● **Article**
□ □ □ □ □

Particle

The term 'particle' occupies a contested and philosophically generative position across the depth-psychology corpus, functioning less as a settled physical category than as a pressure-point at which the boundaries between matter, mind, and field repeatedly break down. The most sustained treatments appear in McGilchrist, Simondon, Pauli, and von Franz, each approaching the concept from a different disciplinary vantage while converging on a shared conclusion: the particle, far from being the ultimate building block of reality, is a secondary, derivative, or perspectival phenomenon arising from continuous underlying fields. McGilchrist marshals quantum field theory to argue that 'particles' are ripples in fields, a thesis he recruits in service of his broader hemispheric argument against the left brain's tendency to carve reality into bounded, discrete objects. Simondon, working from a philosophy of individuation, reconceives the particle not as a substance but as a modality of relation — its identity constituted by discontinuous quantum exchanges rather than by spatial location. Pauli engages the particle with full technical precision, exploring exclusion principles, particle-antiparticle conjugation, and the formalism of field quantization. Von Franz extends the particle into the domain of synchronicity, invoking the Einstein-Podolsky-Rosen paradox to suggest that particles participate in a non-local 'absolute knowledge.' Schwartz, most unusually, maps wave-particle duality onto the Self-parts distinction in Internal Family Systems. Together, these voices render 'particle' a liminal concept between discreteness and continuity, substance and relation, locality and wholeness.

□ □ □ □ □

● **Exercise instructions**
(A) Put this sentence from the particle passage into Spanish: "Pauli engages the particle with full technical precision, exploring exclusion principles, particle-antiparticle conjugation, and the formalism of field quantization."
(B) According to the particle passage, what does Schwartz map wave-particle duality onto?
(C) Pick up the particle passage after its final sentence and write a few more sentences.
The rows come from a separate source.

● **Data listing**
□ □ □ □ □

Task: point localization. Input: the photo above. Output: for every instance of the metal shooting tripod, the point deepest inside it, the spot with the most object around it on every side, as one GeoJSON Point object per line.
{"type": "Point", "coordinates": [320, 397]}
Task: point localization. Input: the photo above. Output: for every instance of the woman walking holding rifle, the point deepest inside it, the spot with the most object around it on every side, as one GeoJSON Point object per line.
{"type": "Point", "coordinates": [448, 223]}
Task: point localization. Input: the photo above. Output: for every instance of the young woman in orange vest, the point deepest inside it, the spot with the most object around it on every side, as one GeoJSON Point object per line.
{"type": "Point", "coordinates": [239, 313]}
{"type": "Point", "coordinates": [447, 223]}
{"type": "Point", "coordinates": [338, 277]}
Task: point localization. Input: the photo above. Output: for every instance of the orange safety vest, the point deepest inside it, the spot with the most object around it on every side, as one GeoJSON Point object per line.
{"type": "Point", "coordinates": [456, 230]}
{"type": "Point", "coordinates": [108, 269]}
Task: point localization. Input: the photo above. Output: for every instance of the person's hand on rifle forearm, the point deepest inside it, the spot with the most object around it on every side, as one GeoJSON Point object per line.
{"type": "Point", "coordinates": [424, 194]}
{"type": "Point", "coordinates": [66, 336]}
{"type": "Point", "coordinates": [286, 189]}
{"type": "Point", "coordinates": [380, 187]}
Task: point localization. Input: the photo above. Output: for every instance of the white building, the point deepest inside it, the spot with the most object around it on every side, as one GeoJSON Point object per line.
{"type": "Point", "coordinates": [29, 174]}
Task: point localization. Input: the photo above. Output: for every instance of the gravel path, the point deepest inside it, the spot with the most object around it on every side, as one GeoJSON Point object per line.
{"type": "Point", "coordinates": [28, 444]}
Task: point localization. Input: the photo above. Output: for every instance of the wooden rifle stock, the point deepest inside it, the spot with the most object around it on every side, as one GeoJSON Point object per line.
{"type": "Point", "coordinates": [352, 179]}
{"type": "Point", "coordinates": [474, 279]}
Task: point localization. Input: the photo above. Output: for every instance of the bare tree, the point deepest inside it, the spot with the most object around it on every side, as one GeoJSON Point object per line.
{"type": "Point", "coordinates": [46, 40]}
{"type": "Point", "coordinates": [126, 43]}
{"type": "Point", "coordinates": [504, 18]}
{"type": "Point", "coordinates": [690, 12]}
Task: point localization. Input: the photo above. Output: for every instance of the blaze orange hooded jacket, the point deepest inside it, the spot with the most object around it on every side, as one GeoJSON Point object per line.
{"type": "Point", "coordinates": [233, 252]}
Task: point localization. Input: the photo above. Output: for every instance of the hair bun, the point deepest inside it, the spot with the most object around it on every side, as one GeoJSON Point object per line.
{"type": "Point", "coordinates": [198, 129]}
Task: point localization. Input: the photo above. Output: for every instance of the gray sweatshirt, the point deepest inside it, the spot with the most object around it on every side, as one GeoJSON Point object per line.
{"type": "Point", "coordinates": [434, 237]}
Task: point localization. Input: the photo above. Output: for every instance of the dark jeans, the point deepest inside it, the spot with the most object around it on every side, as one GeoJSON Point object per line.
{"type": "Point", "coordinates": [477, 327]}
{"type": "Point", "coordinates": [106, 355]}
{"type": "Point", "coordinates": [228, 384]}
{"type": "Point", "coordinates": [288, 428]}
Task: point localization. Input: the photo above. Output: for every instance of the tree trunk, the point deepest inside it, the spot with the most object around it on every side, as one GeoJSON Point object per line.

□ □ □ □ □

● **Responses per task**
(A) Pauli aborda la partícula con plena precisión técnica, explorando los principios de exclusión, la conjugación partícula-antipartícula y el formalismo de la cuantización de campos.

(B) The Self-parts distinction in Internal Family Systems.

(C)
In the library

'All particles are waves in a universally distributed continuous shared field that envelops each and all of us: values in the field change with space and time.' Wave and particle are two modes of being of the same field phenomenon.

McGilchrist, following Tong and de Broglie, argues that 'particle' is not a fundamental ontological category but a secondary appearance of continuous fields, making the wave-particle dipole a universal structural feature of reality.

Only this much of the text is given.